--- TEXT ---

Paignton was probably grand in its heyday but now a bit tacky. The Cosmopolitan Hotel may look ordinary from the outside but is beautifully decorated and has attentive and welcoming owners – highly recommended. You might need ear plugs for the seagulls but they add to the atmosphere. The Thai Gardens restaurant in Palace Avenue, near the theatre should not disappoint.

                          Track besides the railway in Dawlish

Day 3  Paignton to Sidmouth

43 miles  3,000ft. The route is shown here

Torquay is huge, sprawling and busy as expected, even out of season. Coach after coach, so the scenic B roads  to the Teignmouth Bridge are a relief. The friendly, cheap café at Teignmouth Railway Station is very welcome and they even provide pavement tables to soak up the sun.

---

* [TASK DETAILS] Translate this sentence from the cycling notes into Spanish: "Paignton was probably grand in its heyday but now a bit tacky." Nothing in the listing is needed.

--- INPUT DATA ---

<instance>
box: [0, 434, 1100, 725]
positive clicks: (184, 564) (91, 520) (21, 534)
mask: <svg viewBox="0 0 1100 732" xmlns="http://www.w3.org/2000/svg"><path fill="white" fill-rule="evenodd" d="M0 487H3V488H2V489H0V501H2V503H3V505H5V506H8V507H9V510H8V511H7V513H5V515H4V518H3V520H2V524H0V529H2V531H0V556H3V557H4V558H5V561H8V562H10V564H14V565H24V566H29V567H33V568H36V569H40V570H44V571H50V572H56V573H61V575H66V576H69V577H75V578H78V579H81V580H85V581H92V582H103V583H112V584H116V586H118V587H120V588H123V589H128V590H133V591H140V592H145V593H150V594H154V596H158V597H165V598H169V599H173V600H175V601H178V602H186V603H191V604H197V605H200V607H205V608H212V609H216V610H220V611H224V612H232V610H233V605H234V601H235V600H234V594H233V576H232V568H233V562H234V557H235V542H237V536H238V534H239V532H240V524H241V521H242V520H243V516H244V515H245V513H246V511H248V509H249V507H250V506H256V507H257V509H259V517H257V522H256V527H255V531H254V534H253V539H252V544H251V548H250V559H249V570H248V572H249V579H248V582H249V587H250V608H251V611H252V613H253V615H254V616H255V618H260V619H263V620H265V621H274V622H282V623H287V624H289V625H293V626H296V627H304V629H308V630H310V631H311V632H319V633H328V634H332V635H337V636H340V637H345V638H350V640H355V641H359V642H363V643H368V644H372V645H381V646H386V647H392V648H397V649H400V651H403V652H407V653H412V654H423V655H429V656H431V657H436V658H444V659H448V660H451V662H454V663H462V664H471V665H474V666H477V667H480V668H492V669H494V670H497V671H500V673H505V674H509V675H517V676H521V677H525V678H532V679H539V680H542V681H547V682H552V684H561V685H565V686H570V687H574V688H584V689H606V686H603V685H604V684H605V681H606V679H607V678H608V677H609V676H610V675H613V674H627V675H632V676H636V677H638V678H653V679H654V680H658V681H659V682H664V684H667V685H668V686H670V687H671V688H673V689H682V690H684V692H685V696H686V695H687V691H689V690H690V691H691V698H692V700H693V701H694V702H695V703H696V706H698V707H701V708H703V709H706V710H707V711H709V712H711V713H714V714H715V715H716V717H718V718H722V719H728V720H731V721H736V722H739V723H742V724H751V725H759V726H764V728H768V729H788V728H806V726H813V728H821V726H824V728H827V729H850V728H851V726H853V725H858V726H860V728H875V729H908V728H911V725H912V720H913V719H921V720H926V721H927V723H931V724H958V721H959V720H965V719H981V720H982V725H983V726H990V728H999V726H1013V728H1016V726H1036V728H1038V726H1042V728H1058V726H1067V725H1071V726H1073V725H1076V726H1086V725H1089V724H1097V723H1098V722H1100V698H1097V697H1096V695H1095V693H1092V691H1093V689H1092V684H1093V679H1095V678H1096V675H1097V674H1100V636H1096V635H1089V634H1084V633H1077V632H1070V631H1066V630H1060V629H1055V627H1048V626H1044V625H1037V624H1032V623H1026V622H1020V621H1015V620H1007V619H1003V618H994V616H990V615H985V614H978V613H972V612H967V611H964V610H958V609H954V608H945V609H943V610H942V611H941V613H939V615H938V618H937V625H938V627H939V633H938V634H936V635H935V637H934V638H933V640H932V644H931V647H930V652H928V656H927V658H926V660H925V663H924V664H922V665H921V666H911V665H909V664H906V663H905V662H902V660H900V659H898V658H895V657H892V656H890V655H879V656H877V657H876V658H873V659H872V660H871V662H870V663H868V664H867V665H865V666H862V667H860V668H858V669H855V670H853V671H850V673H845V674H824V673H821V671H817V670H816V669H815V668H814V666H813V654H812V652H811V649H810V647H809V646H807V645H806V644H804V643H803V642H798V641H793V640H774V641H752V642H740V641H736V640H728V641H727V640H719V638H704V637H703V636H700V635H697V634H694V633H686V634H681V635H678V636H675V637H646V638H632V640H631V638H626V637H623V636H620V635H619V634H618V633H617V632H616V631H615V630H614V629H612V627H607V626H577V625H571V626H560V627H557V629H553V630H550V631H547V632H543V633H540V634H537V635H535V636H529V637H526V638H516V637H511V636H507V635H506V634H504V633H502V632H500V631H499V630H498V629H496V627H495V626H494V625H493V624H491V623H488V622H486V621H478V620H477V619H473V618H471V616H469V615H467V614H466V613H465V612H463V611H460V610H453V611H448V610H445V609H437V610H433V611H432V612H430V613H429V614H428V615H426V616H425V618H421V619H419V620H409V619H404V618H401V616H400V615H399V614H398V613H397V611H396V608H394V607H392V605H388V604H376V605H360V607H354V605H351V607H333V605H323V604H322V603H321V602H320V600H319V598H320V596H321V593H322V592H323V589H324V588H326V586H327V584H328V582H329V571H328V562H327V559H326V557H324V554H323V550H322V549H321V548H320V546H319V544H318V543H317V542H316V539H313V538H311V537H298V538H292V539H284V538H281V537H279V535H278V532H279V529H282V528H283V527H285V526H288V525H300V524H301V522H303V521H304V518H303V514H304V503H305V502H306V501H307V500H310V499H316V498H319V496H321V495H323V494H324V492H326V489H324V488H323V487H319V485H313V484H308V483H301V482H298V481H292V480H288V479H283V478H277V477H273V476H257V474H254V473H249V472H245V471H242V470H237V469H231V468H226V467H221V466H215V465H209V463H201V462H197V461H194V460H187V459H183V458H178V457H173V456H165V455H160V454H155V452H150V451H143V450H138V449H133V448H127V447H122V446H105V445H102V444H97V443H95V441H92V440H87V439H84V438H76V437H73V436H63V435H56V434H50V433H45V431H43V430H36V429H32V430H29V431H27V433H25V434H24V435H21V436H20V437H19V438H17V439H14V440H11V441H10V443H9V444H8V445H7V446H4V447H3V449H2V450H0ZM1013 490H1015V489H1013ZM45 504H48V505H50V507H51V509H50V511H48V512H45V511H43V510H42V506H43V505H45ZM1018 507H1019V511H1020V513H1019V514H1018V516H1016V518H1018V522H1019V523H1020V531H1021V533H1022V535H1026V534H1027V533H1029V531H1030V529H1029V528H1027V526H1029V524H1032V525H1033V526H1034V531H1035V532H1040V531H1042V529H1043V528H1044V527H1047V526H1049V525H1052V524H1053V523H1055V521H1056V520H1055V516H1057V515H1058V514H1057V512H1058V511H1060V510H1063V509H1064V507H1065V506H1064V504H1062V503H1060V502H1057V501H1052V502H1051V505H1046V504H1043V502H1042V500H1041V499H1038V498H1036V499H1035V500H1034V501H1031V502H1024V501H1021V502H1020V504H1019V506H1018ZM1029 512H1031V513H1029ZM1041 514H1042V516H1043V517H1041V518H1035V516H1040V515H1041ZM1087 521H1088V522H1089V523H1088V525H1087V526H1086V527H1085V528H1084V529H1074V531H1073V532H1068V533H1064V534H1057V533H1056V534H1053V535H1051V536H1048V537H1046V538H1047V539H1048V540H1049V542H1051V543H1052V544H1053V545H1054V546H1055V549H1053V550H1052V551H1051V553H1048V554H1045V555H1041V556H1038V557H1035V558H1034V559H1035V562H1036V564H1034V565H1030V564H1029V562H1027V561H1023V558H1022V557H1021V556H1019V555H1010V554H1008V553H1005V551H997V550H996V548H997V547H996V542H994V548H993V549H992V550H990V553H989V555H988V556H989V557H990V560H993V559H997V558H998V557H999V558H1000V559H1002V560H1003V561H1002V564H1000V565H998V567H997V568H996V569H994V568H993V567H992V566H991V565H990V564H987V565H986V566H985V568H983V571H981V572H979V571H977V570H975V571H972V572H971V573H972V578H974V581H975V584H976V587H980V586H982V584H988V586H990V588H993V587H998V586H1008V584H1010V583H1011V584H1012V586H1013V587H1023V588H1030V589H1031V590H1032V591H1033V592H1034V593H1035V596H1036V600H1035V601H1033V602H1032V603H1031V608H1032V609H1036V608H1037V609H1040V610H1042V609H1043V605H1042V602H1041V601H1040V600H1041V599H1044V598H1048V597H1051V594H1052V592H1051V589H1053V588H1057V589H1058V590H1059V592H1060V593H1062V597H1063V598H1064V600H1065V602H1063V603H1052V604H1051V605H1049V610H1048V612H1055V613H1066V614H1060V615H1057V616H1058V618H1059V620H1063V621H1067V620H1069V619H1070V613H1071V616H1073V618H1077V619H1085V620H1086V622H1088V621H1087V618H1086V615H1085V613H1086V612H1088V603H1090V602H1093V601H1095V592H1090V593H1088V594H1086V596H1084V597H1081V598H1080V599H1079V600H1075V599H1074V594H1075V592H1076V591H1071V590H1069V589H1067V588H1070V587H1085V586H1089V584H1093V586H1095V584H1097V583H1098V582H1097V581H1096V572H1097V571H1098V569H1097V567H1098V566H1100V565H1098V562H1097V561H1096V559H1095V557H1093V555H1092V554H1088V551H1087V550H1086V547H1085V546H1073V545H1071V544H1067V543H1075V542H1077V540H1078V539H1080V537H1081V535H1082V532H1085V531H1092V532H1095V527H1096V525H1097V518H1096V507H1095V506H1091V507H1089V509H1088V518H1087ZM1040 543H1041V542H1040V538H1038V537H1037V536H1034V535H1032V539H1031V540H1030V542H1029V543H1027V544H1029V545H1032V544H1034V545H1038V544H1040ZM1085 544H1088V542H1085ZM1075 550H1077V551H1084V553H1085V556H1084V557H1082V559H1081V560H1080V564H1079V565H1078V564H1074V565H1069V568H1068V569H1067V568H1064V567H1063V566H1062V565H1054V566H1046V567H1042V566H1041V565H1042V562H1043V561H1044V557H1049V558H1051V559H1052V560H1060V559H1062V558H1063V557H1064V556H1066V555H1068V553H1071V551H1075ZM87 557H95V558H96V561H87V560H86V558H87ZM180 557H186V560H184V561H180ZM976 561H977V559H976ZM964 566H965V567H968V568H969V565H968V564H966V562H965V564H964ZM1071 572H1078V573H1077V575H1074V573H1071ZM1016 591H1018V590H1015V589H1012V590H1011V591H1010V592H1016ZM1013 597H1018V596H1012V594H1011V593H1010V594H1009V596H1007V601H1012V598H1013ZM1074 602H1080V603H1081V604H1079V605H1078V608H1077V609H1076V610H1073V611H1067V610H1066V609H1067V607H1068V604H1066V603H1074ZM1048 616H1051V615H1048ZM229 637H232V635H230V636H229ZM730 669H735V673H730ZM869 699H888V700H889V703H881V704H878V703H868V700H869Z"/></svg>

---

* [THE COMPLETED TASK] Paignton probablemente fue grandioso en su época de esplendor, pero ahora es algo chabacano.